HOW TO COMPLETE THIS TASK: Continue the text on the debut album by Drive Like Jehu, starting after its final sentence.

PROVIDED TEXT:
○ ○ ○ ○ ○

Drive Like Jehu is the debut album by the American post-hardcore band Drive Like Jehu, released in 1991 by Cargo Music and Headhunter Records.

Though not as highly regarded as their second and final album Yank Crime, the album did gain the notice of the emerging noise rock and math rock movements, which would later lead many fans to regard Drive Like Jehu as a link between these genres. The album also helped to attract the attention of major record labels, leading both Drive Like Jehu and guitarist John Reis' other band Rocket From the Crypt to sign a lucrative deal with Interscope Records.

Reception
Ned Raggett of Allmusic gave Drive Like Jehu 4½ stars out of 5, remarking that "The Rick Froberg/John Reis guitar team sound like they've been dipped in battery acid, wired to a power station, and let absolutely loose, screaming, nervous riffs piled on top of each other and taking off for Mars. Froberg's own wild scream singing suits it perfectly, sounding like something's about to give and leave nothing in its wake ... Everything is done in the service of intensity and emotion, winding everything up to explode and then explode again".

○ ○ ○ ○ ○

PROVIDED MATERIAL:
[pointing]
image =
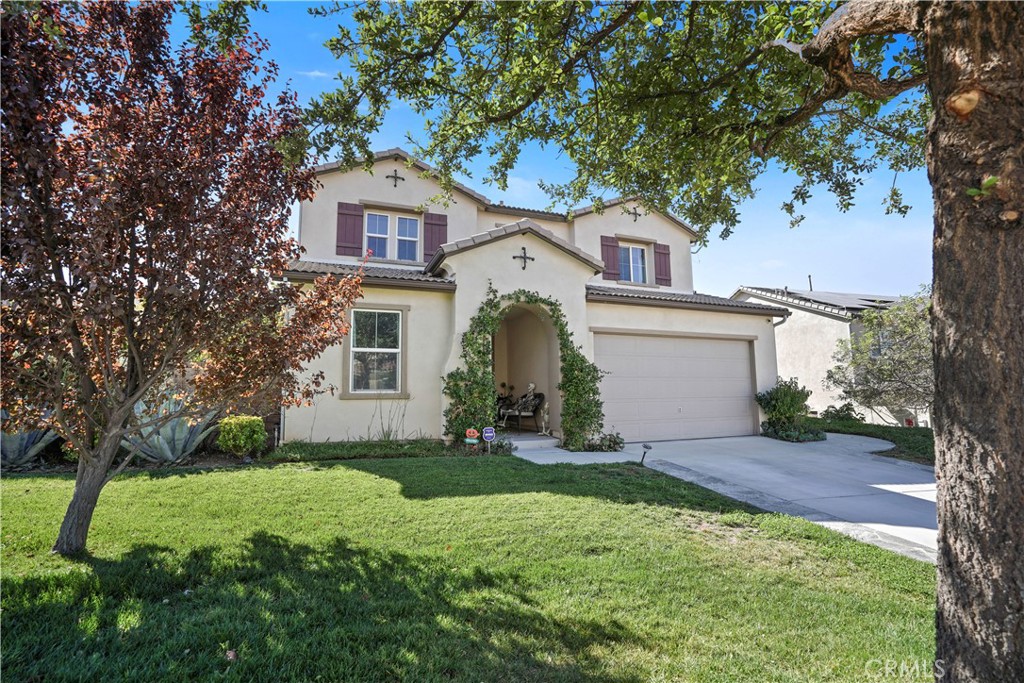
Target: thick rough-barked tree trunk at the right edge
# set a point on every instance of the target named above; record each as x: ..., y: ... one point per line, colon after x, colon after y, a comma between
x: 976, y: 51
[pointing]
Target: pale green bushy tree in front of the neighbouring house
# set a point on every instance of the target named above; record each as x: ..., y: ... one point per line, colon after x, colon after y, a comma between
x: 888, y: 361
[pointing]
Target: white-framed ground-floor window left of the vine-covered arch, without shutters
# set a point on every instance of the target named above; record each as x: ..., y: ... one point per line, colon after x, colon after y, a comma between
x: 376, y: 352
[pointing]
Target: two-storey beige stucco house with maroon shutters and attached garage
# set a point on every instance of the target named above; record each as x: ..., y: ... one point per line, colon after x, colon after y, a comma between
x: 680, y: 365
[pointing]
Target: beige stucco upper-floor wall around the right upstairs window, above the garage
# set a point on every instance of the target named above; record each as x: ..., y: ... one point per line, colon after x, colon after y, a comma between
x: 653, y: 228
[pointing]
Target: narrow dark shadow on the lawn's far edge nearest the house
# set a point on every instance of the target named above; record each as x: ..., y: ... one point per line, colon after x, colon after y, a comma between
x: 621, y: 483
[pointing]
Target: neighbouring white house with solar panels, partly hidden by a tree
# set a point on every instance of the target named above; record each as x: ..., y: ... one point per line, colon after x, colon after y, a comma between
x: 806, y: 339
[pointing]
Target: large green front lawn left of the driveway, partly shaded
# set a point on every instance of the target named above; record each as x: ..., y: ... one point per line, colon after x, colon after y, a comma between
x: 441, y: 570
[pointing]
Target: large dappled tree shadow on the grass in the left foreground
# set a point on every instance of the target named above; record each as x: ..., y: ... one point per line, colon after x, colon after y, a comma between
x: 279, y: 611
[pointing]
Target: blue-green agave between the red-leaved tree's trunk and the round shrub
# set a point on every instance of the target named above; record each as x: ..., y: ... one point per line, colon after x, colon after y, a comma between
x: 172, y: 440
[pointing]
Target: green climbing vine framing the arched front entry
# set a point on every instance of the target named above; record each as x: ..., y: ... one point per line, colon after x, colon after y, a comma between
x: 472, y: 390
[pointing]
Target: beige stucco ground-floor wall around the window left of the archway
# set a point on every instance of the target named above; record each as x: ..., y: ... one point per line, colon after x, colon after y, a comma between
x: 429, y: 340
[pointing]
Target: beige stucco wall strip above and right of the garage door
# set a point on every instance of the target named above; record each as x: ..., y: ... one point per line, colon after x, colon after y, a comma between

○ ○ ○ ○ ○

OUTPUT FOR THIS TASK:
Track listing
All tracks by Drive Like Jehu

"Caress" – 3:55
"Spikes to You" – 2:18
"Step on Chameleon" – 5:12
"O Pencil Sharp" – 9:42
"Atom Jack" – 2:23
"If it Kills You" – 7:12
"Good Luck in Jail" – 4:05
"Turn it Off" – 6:12
"Future Home of Stucco Monstrosity" – 3:58

Personnel
Rick Froberg – lead vocals, rhythm guitar, album art
John Reis – lead guitar, backing vocals, lead vocals on "Step on Chameleon"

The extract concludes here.